[Opening Page extract section]

New design boosts performance in radical-based OLEDs

The development of luminescent organic radicals has resulted in materials with excellent optical properties for near-infrared (NIR) emission, like organic light-emitting diodes (OLEDs). Light generation in this range could be used for healthcare diagnosis and treatment to surveillance, communications and other security applications.

Although an external quantum efficiency greater than 20% in electroluminescence has been demonstrated for visible-light OLEDs, and commercial displays are commonplace, the performance of NIR OLEDs is generally limited to 5% external quantum efficiency using fully organic emitters with emission peak wavelengths at 800 nm and longer. The materials approach and mechanisms for efficient visible-light OLEDs by maximizing luminescence from singlet and triplet excitons have not translated to efficient NIR OLEDs.

Doublet fluorescence from organic radicals is an emerging basis for highly efficient NIR light-emitting devices that exploit favourable optical, electronic and spin properties for optoelectronics. Luminescent organic radicals can have high photoluminescence quantum yield in the NIR range. Almost 100% internal quantum efficiency for electroluminescence was demonstrated in radical OLEDs exploiting tris(2,4,6-trichlorophenyl)methyl (TTM)-based radicals. This performance shows that using the doublet-spin manifold in radicals for luminescence can circumvent the typical efficiency limits (25% internal quantum efficiency) arising from the formation of singlet and triplet excitons in standard closed-shell molecule-based devices.

[Closing Page extract section]
[Opening Study material section]

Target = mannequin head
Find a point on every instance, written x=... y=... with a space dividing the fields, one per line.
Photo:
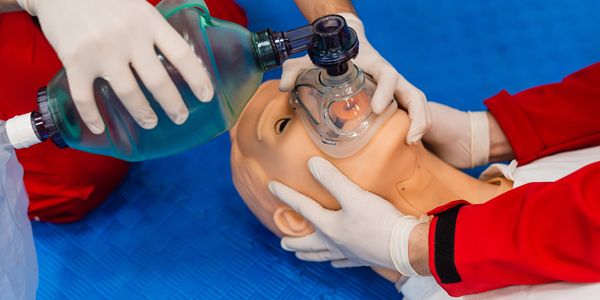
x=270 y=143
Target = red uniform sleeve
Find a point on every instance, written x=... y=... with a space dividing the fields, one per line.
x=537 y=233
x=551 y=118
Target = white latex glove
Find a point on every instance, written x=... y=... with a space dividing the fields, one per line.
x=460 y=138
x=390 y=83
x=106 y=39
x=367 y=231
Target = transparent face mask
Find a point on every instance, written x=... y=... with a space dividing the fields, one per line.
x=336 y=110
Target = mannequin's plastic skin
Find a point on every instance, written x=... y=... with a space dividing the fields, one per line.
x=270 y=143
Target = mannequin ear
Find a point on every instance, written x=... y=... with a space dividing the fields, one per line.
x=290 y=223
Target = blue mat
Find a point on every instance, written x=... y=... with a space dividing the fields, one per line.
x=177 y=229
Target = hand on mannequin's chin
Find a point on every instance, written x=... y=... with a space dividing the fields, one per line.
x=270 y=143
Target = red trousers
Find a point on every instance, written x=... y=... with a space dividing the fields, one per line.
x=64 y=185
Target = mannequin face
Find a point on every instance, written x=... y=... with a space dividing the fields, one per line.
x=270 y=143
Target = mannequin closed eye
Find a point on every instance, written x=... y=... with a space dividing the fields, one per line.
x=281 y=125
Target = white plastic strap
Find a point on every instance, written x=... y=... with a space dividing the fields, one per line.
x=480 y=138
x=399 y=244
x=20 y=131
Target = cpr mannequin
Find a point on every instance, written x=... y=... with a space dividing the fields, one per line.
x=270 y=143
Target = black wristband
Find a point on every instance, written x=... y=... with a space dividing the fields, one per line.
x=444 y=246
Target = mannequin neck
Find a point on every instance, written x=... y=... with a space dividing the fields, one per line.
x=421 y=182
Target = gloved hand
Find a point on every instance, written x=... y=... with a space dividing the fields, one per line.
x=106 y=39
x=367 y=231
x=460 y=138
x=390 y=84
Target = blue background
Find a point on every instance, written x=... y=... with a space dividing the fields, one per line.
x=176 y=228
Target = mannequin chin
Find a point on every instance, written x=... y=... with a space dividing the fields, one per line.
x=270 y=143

[Closing Study material section]

▶ Things to do:
**a.** According to the OLED article, which radicals were used in the radical OLEDs that showed almost 100% internal quantum efficiency?
**b.** Translate this sentence from the OLED article into Spanish: "Luminescent organic radicals can have high photoluminescence quantum yield in the NIR range."
**c.** Write the next part of the OLED article, starting after its last sentence.
The records have nothing to do with the OLED article and stand as separate material.

▶ Answers to the exercises:
**a.** Tris(2,4,6-trichlorophenyl)methyl (TTM)-based radicals.

**b.** Los radicales orgánicos luminiscentes pueden tener un alto rendimiento cuántico de fotoluminiscencia en el rango NIR.

**c.**
Although the unpaired electron arrangements of radicals enable efficient radiative transitions within the doublet-spin manifold in organic light-emitting diodes, their performance is limited by non-radiative pathways introduced in electroluminescence.

OLEDs

Now, a team of researchers uses 1 a host–guest design for organic light-emitting diodes that exploits energy transfer with a boost of external quantum efficiency for 800 nm emission. The tris(2,4,6-trichlorophenyl)methyl-triphenyl-amine radical guest is energy-matched to the triplet state in a charge-transporting anthracene-derivative host.

The researchers show from optical spectroscopy and quantum-chemical modelling that reversible host–guest triplet–doublet energy transfer allows efficient harvesting of host triplet excitons.

The luminescent NIR radical system is implemented in high-performing OLEDs with a maximum external quantum efficiency of 9.6% for electroluminescence at 800 nm that operate to the high maximum radiance of ∼68,000 mW sr−1 m−2, with low efficiency roll-off and enhanced stability.

This new design boosts performance in radical-based OLEDs and has broad implications for reducing non-radiative losses in devices beyond light-emitting applications with NIR light.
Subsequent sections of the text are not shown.